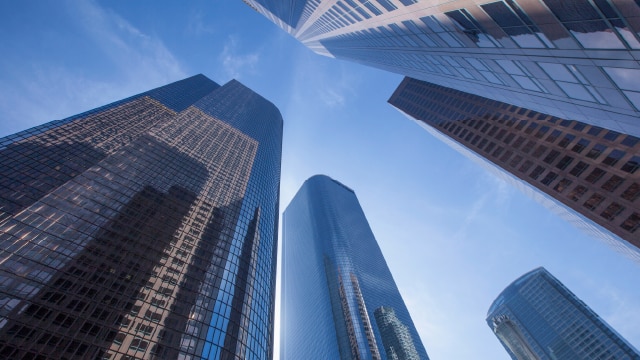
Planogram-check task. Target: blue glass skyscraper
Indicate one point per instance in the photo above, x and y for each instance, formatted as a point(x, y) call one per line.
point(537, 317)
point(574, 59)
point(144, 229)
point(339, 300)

------------------------

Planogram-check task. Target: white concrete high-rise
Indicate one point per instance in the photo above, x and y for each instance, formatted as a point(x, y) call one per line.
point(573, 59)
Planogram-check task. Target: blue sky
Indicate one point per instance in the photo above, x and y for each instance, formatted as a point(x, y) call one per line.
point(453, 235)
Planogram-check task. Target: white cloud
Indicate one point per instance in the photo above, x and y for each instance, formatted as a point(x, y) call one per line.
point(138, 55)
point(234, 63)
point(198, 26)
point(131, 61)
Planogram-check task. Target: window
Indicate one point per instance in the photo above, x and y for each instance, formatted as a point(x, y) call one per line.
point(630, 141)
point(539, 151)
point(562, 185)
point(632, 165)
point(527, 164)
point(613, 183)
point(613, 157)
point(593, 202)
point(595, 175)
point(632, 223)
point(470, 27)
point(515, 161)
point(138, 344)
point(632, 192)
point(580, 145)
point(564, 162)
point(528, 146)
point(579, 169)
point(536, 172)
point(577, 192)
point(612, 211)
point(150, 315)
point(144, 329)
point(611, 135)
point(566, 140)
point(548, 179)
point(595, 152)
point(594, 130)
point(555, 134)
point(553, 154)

------------------------

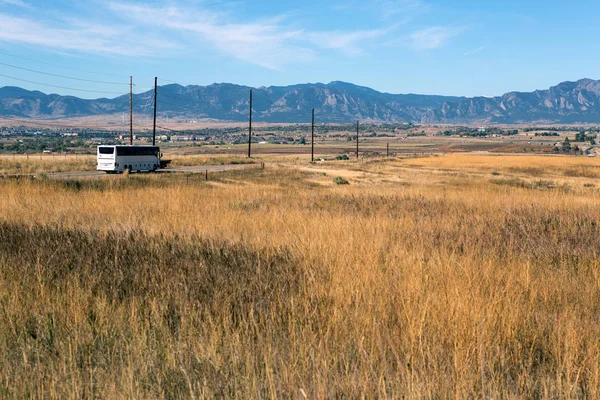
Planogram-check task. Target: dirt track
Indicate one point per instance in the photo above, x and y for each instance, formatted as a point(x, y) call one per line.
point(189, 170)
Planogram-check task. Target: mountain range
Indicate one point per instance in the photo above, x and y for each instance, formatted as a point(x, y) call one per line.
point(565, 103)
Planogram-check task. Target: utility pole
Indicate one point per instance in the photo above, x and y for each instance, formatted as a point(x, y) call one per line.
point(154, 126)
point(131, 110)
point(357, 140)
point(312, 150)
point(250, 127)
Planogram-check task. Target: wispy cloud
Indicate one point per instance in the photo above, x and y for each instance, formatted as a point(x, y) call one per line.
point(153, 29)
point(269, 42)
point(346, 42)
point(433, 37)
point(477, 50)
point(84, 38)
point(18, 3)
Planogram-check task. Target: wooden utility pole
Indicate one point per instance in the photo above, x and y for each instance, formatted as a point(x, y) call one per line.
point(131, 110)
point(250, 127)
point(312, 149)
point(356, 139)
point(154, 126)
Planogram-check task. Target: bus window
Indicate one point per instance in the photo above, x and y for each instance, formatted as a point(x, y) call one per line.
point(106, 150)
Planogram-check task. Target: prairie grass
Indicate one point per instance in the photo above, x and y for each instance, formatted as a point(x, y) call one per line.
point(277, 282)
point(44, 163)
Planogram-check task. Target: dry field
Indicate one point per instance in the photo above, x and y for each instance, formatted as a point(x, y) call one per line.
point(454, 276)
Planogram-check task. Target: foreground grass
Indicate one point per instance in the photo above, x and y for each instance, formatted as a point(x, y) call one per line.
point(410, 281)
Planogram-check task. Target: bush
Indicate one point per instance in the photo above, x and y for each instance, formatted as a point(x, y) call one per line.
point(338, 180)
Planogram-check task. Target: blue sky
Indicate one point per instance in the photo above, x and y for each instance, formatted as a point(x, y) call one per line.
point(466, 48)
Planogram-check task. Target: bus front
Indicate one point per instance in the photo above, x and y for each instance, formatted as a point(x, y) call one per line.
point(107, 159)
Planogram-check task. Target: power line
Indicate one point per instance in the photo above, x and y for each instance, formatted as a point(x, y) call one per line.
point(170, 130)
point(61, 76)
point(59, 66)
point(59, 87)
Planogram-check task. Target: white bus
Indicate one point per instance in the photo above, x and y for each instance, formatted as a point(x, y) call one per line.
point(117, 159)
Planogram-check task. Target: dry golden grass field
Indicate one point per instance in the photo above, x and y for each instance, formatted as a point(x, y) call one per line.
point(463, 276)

------------------------

_What you need to do_. Restate word for word the lines of the listing from the line containing "Planogram-check task. Target: dry field" through the line containing "point(59, 87)", with both of those lines included.

_The answer_.
Planogram-check task. Target: dry field
Indicate one point per instance in the photo above, x and y for each instance, formatted as a point(x, y) call one per line.
point(454, 276)
Planogram-check task. Target: foreground grass
Indicate one point per instance in the photo above, x and y for each instance, formatted as a point(x, y) call one per line.
point(410, 281)
Planogram-check task. Target: bush
Indicate one point per instance in the photo above, x and y for each instance, formatted as a point(x, y) call one per line.
point(338, 180)
Planogram-check task. Target: blue sky
Indicate one point per instance in the photo above, x and y for each instance, formatted as a point(x, y) call one per line.
point(466, 48)
Planogram-check task. Target: bus front
Indicate one point per instance in the photo above, x and y for each instance, formatted as a point(x, y) call one per line.
point(107, 159)
Planogram-check task. Target: power line
Indicate one point per instance in the photo above, x and y for each instance, formatted as a point(x, y) call one per line.
point(170, 130)
point(61, 76)
point(59, 66)
point(59, 87)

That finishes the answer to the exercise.